Stored dataset items:
▬▬▬
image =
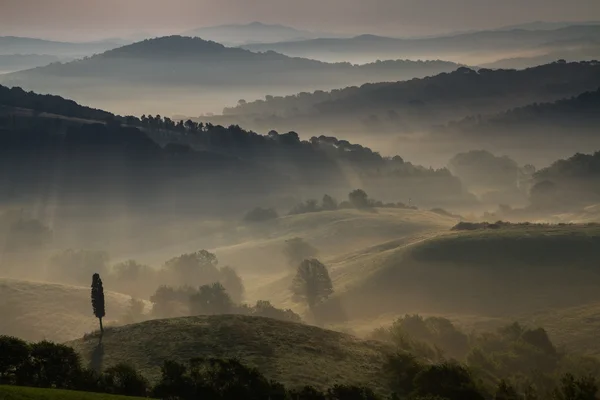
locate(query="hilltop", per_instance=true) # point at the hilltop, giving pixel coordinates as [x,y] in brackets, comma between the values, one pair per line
[181,65]
[506,271]
[411,106]
[577,114]
[254,32]
[116,155]
[473,46]
[38,310]
[293,354]
[25,45]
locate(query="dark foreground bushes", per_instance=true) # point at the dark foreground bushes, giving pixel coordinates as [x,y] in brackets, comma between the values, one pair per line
[50,365]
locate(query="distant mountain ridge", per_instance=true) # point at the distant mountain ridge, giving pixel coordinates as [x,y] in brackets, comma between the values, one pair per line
[184,64]
[24,45]
[255,32]
[485,42]
[417,104]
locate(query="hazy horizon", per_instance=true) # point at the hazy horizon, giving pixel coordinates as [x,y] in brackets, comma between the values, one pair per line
[97,19]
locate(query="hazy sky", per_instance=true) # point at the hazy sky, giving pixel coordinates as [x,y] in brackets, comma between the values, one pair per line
[85,19]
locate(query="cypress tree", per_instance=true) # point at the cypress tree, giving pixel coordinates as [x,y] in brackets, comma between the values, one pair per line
[98,299]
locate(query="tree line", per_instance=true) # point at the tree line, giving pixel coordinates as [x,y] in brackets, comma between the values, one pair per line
[50,365]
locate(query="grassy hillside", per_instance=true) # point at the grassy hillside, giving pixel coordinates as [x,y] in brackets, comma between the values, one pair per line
[35,310]
[25,393]
[503,272]
[347,240]
[293,354]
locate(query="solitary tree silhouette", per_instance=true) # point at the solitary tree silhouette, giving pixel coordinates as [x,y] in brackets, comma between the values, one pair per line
[98,300]
[312,283]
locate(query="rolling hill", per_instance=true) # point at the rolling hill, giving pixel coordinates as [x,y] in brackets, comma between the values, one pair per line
[472,47]
[500,272]
[26,393]
[352,243]
[415,105]
[180,66]
[24,45]
[16,62]
[254,32]
[36,310]
[293,354]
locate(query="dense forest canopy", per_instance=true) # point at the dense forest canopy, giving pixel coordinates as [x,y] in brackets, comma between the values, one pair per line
[424,102]
[189,153]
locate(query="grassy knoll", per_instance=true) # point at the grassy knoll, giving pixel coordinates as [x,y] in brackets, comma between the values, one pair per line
[36,310]
[293,354]
[510,271]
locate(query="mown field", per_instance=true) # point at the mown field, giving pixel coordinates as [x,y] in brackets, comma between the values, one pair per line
[25,393]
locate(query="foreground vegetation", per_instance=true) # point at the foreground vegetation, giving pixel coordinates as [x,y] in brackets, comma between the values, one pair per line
[418,359]
[26,393]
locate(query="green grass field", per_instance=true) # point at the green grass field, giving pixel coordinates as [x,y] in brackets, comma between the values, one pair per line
[508,272]
[293,354]
[36,311]
[26,393]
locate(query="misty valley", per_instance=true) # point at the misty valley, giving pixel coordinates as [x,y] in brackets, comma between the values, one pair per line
[255,211]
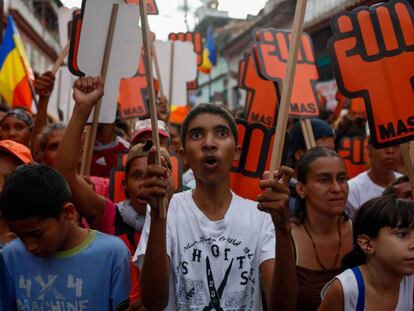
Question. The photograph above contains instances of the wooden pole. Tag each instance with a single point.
(92, 129)
(172, 57)
(157, 69)
(281, 125)
(151, 91)
(61, 58)
(408, 163)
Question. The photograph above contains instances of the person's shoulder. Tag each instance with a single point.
(109, 243)
(244, 203)
(248, 209)
(359, 179)
(183, 198)
(14, 248)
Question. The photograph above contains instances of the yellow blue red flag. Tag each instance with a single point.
(209, 53)
(15, 72)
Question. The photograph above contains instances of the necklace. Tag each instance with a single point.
(316, 251)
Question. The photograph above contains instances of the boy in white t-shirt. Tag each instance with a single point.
(371, 183)
(210, 251)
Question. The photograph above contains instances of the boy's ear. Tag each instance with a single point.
(183, 155)
(300, 190)
(298, 154)
(238, 153)
(366, 244)
(68, 212)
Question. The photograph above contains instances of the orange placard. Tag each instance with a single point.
(373, 57)
(352, 150)
(256, 141)
(76, 27)
(197, 40)
(133, 93)
(178, 114)
(262, 100)
(357, 108)
(270, 49)
(116, 185)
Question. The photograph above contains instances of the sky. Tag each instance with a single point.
(171, 19)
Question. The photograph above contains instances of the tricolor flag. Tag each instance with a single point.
(15, 71)
(209, 53)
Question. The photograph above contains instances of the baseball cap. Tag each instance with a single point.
(144, 126)
(21, 114)
(18, 151)
(297, 141)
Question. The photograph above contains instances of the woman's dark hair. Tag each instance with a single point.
(302, 171)
(209, 109)
(377, 213)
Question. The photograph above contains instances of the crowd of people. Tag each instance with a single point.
(313, 239)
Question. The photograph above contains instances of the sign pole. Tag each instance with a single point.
(281, 125)
(151, 91)
(91, 130)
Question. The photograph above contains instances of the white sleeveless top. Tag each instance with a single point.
(350, 289)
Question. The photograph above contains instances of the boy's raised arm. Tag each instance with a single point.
(44, 86)
(86, 92)
(156, 267)
(279, 275)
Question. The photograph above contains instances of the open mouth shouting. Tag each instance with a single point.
(210, 162)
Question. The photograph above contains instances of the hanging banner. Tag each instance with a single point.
(197, 40)
(373, 58)
(91, 29)
(270, 49)
(178, 66)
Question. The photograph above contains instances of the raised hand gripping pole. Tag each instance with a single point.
(92, 129)
(281, 125)
(151, 93)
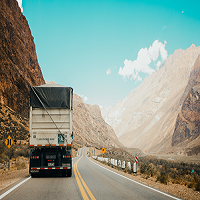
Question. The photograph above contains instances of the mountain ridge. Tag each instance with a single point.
(146, 118)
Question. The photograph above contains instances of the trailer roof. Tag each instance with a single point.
(51, 96)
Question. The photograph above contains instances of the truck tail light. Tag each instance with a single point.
(34, 157)
(67, 156)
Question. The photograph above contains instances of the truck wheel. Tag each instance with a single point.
(63, 173)
(33, 175)
(69, 172)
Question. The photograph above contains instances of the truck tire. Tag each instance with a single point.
(69, 172)
(64, 173)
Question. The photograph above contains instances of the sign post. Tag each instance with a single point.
(135, 165)
(103, 150)
(9, 142)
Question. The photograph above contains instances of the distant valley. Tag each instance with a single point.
(147, 117)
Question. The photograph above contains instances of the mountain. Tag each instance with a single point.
(19, 66)
(187, 127)
(146, 118)
(19, 69)
(89, 126)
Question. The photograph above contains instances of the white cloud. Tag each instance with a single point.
(164, 27)
(144, 58)
(85, 98)
(158, 64)
(20, 4)
(108, 71)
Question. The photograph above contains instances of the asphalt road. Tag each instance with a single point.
(88, 181)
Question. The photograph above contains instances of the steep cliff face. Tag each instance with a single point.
(18, 60)
(90, 128)
(146, 118)
(187, 128)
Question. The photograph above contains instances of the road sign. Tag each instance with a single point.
(9, 142)
(136, 159)
(103, 150)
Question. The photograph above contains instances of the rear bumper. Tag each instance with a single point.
(39, 169)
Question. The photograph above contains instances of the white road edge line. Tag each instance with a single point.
(136, 181)
(10, 190)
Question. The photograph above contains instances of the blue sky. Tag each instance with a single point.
(105, 49)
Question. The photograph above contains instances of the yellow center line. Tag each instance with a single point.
(80, 180)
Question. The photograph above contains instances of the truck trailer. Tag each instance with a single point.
(50, 129)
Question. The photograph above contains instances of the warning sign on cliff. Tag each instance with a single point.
(9, 142)
(103, 150)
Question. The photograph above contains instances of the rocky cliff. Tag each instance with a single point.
(18, 60)
(187, 128)
(89, 126)
(146, 118)
(19, 69)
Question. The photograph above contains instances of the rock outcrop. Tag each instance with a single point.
(187, 126)
(18, 60)
(89, 127)
(146, 118)
(19, 69)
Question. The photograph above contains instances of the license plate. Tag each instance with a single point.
(50, 164)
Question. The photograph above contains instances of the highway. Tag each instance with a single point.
(89, 181)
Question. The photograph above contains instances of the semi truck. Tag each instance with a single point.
(50, 129)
▬▬▬
Problem details: Set down exactly, and only, the lines from the one containing "highway. Tag each instance with a single point." to the final line of the data.

Solution for this task:
Question. The photograph above contains instances of the highway. Tag each instance with a single point.
(89, 181)
Question. The photograph above contains instances of the semi truck. Tag each instance with a single point.
(50, 129)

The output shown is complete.